### YOUR ASSIGNMENT
Once you find the line with "Write each point like <point>194,302</point>." in the entries below, return exactly every line from it through the line with "Write each point like <point>681,65</point>.".

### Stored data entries
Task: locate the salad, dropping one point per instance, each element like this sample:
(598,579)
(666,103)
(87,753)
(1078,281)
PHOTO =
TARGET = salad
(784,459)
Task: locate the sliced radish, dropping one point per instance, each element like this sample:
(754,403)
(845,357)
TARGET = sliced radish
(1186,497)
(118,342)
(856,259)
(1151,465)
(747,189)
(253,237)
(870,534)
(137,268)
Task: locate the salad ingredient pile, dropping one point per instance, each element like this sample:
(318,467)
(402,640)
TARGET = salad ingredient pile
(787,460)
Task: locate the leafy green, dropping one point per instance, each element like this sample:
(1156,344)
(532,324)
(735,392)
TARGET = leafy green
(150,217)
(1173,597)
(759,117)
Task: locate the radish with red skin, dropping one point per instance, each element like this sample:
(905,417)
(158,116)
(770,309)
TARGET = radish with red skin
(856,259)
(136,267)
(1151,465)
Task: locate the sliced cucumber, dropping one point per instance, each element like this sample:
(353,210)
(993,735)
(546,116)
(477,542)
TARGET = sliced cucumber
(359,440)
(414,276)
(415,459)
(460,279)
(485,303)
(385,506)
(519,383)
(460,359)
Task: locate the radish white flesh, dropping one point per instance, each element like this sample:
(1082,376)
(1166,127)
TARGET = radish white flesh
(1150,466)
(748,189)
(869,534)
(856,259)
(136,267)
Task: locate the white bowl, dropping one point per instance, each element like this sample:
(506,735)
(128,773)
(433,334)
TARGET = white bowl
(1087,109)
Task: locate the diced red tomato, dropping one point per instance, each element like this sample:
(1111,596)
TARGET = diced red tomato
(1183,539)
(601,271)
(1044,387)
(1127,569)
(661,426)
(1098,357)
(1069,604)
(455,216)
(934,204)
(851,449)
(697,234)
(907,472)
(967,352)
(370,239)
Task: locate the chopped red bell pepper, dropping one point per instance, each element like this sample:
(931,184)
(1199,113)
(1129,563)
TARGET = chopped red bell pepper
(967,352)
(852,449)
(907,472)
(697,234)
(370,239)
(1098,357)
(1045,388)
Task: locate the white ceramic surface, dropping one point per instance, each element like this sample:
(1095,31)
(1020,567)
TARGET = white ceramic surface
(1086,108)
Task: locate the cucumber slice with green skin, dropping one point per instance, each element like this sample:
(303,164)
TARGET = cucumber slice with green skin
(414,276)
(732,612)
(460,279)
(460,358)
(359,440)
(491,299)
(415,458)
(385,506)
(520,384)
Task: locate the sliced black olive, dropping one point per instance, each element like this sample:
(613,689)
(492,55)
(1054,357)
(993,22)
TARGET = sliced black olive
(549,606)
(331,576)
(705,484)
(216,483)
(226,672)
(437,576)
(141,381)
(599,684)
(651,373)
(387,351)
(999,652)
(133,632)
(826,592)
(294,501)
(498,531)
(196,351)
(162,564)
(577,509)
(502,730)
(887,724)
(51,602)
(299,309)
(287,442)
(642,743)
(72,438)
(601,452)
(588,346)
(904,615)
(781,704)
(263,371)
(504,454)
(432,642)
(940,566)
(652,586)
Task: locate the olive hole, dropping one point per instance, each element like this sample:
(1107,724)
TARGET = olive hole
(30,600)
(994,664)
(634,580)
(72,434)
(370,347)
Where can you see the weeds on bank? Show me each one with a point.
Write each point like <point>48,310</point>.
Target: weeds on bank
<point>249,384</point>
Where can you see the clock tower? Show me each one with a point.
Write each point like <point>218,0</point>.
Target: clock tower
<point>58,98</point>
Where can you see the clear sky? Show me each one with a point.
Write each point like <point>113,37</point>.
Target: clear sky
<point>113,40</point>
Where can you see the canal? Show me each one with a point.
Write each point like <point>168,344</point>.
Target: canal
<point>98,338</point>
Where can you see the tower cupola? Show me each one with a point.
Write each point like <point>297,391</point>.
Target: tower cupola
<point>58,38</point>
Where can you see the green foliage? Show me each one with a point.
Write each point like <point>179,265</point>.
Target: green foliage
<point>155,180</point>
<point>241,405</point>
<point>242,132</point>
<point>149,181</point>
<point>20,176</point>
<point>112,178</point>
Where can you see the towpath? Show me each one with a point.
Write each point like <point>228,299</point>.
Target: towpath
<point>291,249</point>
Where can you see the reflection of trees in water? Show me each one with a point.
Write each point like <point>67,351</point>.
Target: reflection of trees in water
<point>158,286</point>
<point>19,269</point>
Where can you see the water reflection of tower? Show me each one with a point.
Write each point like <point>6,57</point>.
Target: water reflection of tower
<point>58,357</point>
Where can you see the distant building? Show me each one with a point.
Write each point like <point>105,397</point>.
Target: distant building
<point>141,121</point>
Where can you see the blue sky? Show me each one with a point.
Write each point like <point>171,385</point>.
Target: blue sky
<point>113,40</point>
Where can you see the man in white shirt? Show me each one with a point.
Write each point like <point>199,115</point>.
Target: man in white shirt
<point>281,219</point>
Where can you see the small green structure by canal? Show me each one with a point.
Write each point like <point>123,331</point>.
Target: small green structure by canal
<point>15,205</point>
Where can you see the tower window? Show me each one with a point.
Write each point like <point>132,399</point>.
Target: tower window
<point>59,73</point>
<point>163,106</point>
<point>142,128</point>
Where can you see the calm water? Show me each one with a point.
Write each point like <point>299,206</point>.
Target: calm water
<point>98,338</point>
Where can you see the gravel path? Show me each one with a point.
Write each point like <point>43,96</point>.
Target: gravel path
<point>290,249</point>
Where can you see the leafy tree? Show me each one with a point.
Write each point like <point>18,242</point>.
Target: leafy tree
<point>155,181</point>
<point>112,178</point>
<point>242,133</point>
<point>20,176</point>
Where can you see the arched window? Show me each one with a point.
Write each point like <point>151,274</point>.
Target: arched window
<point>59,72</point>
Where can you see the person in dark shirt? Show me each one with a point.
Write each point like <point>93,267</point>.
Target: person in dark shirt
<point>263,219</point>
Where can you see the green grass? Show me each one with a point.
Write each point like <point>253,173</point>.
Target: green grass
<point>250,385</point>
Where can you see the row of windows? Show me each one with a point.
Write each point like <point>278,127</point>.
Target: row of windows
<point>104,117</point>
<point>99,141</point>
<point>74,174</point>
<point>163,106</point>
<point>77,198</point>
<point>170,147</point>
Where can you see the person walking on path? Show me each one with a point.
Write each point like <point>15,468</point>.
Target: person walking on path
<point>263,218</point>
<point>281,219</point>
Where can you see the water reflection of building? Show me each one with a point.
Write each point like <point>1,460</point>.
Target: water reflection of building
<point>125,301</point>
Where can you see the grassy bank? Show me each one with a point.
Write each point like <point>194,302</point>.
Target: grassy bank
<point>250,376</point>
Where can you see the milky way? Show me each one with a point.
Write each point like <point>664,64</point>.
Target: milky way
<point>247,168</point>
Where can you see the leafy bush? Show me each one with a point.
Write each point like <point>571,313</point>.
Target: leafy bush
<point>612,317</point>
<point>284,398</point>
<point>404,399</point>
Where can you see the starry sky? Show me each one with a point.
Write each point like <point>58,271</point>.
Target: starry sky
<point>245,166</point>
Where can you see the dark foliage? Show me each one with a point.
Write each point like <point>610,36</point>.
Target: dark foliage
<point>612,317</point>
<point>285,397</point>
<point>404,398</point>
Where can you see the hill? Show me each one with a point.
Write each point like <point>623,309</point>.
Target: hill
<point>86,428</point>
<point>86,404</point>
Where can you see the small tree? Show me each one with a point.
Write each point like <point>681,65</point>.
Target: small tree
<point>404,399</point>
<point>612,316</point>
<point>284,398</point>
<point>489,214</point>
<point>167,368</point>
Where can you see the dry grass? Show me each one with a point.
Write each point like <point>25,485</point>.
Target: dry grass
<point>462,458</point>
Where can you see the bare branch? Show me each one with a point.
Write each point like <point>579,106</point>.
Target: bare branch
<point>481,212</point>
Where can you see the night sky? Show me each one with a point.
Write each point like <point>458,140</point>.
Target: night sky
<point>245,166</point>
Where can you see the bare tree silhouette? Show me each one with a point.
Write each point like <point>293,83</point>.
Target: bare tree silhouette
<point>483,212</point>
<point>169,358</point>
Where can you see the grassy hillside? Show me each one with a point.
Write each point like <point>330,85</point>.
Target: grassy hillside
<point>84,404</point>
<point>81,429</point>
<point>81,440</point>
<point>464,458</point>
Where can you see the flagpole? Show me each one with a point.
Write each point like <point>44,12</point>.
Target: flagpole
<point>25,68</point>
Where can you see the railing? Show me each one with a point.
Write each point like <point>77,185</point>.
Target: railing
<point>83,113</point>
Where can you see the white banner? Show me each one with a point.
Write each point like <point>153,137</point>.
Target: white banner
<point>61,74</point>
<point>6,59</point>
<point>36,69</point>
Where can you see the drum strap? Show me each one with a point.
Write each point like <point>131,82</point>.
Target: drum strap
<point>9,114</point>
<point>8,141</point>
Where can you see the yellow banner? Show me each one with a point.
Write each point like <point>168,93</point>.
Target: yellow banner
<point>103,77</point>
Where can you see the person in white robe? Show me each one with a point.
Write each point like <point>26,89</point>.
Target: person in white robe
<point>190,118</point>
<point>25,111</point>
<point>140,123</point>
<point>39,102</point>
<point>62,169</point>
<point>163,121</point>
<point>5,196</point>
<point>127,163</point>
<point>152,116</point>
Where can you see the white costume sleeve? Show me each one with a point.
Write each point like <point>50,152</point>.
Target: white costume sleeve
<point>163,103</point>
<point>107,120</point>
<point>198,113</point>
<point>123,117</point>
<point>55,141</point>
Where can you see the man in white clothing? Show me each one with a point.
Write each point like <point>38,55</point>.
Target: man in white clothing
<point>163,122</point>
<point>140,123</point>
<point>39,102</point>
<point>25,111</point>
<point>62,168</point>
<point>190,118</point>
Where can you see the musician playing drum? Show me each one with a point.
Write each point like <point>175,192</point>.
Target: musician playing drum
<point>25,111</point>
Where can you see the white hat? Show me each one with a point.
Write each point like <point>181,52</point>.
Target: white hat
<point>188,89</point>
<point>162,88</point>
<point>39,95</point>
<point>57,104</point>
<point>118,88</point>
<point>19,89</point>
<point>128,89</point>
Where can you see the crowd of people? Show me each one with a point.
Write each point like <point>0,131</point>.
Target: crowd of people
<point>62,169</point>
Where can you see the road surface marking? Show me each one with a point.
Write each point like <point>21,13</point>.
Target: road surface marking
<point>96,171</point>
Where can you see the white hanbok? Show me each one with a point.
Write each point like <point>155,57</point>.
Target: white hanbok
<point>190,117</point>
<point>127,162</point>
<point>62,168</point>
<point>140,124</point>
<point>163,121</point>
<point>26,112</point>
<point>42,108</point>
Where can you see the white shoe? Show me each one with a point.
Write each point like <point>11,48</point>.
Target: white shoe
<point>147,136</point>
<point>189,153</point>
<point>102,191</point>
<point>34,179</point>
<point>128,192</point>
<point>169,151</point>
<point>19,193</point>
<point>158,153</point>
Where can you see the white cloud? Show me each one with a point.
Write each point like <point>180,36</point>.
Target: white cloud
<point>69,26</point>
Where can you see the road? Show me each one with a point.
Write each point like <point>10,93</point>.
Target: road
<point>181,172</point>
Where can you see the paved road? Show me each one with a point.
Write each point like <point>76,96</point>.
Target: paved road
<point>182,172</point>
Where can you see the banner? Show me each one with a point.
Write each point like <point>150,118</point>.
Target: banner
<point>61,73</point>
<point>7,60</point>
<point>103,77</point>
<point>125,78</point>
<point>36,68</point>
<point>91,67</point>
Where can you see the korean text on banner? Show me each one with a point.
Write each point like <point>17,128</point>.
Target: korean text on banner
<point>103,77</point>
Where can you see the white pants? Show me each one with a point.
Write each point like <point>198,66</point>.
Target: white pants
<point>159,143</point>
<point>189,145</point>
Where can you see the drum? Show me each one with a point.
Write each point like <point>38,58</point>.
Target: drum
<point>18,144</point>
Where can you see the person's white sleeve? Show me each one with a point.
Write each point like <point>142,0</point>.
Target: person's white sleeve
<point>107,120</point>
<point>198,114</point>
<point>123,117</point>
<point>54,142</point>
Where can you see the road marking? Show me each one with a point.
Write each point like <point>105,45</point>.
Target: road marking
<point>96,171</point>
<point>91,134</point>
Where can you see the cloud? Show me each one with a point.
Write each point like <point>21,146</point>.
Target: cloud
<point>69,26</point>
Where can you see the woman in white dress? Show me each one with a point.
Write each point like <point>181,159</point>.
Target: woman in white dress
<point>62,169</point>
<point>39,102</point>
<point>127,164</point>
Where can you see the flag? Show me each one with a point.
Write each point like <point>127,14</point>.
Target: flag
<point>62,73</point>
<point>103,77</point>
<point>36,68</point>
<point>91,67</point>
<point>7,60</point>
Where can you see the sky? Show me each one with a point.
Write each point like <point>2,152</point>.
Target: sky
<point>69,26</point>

### SOLUTION TO THIS EXERCISE
Write each point like <point>194,302</point>.
Target: grassy bank
<point>250,376</point>
Where can you see the milky way? Show me each one with a point.
Write each point like <point>664,64</point>.
Target: milky way
<point>247,168</point>
Where can you see the leafy bush? Show me each one with a point.
Write each point like <point>571,313</point>.
Target: leafy bush
<point>612,317</point>
<point>284,398</point>
<point>404,399</point>
Where can you see the starry sky? Show me each one with a point.
Write each point like <point>58,271</point>.
Target: starry sky
<point>245,166</point>
Where can you see the dark foliage? Show me each one with a point.
Write each point like <point>610,36</point>.
Target: dark foliage
<point>612,317</point>
<point>285,397</point>
<point>404,398</point>
Where can you see the hill? Show me each one with a point.
Write each point like <point>623,309</point>.
Target: hill
<point>86,428</point>
<point>86,404</point>
Where can you see the small tree? Show me each one with a point.
Write each point like <point>681,65</point>.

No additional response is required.